### SUPPLIED MATERIAL ###
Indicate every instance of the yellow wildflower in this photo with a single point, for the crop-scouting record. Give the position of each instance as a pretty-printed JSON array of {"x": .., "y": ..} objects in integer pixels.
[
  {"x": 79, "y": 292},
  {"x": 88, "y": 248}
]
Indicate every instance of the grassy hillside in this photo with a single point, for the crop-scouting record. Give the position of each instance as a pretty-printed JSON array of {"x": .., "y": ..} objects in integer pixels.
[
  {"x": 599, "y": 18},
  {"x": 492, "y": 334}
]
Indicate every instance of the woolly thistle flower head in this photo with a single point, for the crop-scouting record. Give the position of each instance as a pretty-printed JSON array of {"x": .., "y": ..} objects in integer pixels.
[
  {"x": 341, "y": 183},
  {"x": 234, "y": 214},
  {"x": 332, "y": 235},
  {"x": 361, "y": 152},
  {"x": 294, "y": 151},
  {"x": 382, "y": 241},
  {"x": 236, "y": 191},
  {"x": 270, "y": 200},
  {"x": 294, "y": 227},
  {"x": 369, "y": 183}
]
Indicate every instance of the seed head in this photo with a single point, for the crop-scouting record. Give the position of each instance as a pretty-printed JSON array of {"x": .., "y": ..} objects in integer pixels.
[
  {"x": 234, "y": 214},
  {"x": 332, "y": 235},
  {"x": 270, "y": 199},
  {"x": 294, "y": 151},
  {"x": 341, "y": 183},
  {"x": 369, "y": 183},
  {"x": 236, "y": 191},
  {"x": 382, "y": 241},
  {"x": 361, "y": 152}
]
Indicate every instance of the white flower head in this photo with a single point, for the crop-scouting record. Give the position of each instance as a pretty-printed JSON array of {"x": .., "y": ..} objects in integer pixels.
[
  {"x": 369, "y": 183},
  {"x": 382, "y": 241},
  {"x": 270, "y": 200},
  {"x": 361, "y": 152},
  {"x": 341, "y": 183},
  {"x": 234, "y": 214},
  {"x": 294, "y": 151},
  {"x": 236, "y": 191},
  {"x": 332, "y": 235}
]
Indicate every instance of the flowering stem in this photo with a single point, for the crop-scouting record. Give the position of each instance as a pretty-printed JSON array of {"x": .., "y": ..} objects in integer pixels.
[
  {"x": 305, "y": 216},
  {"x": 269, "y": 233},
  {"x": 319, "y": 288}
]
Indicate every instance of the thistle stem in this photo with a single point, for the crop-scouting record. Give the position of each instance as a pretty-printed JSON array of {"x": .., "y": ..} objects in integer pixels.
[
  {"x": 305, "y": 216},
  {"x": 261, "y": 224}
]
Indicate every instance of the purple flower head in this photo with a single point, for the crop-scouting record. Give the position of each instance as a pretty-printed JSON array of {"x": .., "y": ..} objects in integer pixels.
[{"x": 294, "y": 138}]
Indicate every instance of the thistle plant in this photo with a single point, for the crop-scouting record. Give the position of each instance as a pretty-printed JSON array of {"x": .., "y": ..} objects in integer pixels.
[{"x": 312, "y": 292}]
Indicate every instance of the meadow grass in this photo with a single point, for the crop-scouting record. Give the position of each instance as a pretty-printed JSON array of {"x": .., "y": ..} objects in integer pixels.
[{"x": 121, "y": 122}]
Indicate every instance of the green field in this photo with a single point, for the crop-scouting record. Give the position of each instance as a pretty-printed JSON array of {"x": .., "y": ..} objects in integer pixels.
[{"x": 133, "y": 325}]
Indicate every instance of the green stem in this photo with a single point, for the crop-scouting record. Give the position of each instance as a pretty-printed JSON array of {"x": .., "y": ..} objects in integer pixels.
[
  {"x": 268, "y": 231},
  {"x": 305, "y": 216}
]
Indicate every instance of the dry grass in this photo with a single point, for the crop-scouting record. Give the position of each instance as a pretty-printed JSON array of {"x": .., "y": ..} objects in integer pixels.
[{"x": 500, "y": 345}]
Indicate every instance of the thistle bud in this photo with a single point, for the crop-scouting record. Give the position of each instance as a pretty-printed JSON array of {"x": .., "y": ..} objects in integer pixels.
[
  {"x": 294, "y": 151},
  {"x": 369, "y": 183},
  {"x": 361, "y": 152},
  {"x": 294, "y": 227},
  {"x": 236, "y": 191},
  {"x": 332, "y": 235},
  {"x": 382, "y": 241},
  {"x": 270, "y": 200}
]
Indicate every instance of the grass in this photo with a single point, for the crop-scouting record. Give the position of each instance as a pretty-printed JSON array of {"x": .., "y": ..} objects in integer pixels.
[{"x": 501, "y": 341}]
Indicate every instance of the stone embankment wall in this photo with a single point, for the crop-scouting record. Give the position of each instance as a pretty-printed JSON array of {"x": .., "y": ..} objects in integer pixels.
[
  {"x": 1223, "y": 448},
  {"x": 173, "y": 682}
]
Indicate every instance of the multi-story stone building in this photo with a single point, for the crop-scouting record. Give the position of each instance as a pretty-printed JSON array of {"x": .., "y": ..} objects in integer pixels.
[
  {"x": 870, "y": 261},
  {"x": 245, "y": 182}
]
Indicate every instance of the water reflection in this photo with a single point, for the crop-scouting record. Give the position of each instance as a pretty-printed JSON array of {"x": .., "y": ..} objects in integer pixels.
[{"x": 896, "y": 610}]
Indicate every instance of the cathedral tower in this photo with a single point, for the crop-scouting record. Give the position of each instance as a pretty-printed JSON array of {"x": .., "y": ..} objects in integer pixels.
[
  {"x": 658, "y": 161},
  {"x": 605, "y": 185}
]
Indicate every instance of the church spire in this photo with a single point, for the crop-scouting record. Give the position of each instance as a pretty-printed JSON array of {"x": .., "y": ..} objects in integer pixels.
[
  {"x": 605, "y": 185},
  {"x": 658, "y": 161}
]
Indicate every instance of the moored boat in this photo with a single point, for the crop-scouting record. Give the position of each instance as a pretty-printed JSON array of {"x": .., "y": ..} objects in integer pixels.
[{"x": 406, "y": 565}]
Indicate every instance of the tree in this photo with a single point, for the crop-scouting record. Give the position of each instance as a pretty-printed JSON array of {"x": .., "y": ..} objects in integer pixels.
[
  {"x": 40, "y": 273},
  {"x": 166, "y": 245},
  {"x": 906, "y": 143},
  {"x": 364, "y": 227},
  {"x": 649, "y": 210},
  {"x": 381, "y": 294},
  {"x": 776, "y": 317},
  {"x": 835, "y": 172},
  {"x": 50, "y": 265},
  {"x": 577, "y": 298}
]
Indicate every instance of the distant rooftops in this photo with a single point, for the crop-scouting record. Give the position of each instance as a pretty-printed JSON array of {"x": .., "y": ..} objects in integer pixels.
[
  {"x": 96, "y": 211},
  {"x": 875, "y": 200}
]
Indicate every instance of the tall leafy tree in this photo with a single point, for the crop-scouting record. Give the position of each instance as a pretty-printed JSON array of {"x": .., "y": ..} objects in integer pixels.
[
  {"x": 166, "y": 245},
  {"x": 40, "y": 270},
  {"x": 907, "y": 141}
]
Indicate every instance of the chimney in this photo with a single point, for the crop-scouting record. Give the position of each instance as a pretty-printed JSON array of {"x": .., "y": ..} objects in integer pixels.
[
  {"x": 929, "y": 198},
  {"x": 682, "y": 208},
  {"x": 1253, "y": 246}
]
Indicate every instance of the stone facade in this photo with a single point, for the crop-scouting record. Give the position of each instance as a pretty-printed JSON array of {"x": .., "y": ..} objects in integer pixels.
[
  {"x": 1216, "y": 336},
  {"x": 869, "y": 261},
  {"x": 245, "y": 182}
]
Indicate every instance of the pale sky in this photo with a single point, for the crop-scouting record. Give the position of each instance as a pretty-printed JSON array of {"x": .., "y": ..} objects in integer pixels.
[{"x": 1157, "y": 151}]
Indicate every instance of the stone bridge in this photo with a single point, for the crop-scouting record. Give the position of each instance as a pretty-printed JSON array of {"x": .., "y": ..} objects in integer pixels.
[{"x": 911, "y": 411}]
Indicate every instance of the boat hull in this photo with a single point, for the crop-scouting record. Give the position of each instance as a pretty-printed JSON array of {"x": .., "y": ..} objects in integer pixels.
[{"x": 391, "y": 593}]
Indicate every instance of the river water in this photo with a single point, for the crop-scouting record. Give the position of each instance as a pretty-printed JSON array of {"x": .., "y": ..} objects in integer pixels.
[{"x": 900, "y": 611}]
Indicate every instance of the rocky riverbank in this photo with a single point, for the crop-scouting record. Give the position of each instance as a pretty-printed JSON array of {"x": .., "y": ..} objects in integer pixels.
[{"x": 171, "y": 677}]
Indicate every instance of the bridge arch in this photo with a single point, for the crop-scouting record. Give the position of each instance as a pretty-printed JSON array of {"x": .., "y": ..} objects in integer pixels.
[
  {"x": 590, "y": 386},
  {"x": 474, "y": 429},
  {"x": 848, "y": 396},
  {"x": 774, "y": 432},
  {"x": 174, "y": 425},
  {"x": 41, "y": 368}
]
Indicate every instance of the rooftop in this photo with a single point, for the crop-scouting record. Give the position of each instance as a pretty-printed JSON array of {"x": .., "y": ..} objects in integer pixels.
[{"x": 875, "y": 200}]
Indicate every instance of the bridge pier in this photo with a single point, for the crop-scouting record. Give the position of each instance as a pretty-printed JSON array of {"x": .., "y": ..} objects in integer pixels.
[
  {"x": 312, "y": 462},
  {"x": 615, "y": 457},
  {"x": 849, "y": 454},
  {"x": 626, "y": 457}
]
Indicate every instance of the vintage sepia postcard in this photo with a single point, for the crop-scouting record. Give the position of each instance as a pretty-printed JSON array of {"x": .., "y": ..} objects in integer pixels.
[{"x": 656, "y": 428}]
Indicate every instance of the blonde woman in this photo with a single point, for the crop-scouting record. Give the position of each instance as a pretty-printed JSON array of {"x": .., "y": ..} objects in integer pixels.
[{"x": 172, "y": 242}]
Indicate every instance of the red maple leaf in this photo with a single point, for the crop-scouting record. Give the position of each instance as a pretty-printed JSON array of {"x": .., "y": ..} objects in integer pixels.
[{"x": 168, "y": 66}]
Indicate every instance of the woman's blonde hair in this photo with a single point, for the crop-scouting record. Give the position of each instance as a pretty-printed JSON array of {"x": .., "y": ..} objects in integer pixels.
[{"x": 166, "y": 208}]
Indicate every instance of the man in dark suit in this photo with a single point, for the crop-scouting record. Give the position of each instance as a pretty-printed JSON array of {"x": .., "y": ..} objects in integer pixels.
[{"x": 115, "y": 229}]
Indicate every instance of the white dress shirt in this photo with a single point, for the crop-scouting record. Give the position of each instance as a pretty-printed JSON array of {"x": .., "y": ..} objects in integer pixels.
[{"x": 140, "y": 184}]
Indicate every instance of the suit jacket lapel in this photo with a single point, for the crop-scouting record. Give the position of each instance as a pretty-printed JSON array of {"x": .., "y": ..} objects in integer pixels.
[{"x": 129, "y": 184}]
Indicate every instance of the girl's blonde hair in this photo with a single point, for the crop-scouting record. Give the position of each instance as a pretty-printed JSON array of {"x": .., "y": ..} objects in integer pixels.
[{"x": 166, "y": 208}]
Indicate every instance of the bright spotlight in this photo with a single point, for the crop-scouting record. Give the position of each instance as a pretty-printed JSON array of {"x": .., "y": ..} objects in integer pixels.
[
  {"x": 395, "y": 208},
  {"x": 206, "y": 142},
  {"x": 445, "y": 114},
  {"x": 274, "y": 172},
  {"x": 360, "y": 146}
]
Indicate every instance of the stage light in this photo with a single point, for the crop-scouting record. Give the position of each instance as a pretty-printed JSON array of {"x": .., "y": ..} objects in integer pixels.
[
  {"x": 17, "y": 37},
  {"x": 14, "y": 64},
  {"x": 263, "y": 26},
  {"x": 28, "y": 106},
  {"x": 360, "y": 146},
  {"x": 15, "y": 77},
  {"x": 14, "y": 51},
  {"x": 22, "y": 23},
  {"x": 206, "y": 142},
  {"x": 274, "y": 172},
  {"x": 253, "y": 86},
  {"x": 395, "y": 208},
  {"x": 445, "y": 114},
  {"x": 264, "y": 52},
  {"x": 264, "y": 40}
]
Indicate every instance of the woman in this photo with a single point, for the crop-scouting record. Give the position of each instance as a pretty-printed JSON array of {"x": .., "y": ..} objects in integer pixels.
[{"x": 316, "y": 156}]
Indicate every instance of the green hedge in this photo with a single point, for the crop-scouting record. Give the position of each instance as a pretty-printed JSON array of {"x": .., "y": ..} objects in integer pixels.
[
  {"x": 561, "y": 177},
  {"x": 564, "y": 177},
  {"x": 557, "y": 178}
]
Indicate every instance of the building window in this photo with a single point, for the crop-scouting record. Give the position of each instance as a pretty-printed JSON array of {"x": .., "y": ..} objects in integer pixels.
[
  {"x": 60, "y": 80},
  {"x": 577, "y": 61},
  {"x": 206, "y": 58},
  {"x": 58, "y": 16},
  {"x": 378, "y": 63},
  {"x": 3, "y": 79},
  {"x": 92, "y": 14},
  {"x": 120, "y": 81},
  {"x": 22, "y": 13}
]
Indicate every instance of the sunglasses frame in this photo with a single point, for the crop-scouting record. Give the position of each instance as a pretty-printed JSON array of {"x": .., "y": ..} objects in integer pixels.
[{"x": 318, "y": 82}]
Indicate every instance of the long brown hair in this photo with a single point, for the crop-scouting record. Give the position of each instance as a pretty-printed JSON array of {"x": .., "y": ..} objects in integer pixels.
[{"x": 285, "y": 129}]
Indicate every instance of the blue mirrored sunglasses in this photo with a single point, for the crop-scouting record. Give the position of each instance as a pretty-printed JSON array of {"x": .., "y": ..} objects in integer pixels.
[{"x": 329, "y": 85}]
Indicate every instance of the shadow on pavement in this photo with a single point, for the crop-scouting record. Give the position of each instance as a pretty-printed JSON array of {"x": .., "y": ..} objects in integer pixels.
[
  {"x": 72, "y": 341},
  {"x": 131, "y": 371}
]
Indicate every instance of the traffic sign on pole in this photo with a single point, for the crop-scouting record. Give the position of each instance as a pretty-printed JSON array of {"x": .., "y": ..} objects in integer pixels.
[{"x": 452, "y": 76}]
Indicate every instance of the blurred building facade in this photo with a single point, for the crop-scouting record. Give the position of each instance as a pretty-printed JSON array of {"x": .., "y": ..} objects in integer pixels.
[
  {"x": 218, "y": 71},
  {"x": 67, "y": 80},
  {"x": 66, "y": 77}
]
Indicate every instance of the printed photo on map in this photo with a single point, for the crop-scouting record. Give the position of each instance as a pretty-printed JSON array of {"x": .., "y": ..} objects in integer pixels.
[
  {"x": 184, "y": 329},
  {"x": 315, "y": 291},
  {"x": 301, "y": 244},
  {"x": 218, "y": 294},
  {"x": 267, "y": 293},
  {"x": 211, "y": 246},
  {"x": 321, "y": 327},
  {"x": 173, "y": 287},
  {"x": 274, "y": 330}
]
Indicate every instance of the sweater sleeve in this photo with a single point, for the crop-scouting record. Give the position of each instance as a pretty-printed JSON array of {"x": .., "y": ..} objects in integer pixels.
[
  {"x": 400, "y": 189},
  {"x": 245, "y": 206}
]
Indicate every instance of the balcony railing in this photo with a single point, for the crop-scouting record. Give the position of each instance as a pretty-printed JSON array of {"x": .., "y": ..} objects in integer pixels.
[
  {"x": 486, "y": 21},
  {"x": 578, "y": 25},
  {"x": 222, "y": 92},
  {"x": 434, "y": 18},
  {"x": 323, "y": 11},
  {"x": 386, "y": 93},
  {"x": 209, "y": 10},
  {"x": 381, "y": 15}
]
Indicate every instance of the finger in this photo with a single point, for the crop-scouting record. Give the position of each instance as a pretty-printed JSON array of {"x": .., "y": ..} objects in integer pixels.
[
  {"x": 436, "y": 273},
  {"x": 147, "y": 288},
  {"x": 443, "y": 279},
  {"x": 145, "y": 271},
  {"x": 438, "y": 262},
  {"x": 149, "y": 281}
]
###
Output exactly the lines above, from the one holding "Indicate every instance of the balcony" through the end of the data, including the first and last.

Indicate every instance of the balcony railing in this photo with a single point, for the crop-scouting record. Give the position of each instance as a pretty-printed JSON array of {"x": .., "y": ..} objects in integer pixels.
[
  {"x": 486, "y": 21},
  {"x": 578, "y": 25},
  {"x": 222, "y": 92},
  {"x": 434, "y": 18},
  {"x": 323, "y": 11},
  {"x": 386, "y": 93},
  {"x": 209, "y": 10},
  {"x": 381, "y": 15}
]
Indicate every instance of the finger in this photo with a single point, for the crop-scouting record. Give the position of each instance as a pretty-printed JSON array of {"x": .., "y": ..} objects in integer pixels.
[
  {"x": 436, "y": 273},
  {"x": 147, "y": 288},
  {"x": 443, "y": 279},
  {"x": 145, "y": 271},
  {"x": 438, "y": 262},
  {"x": 149, "y": 281}
]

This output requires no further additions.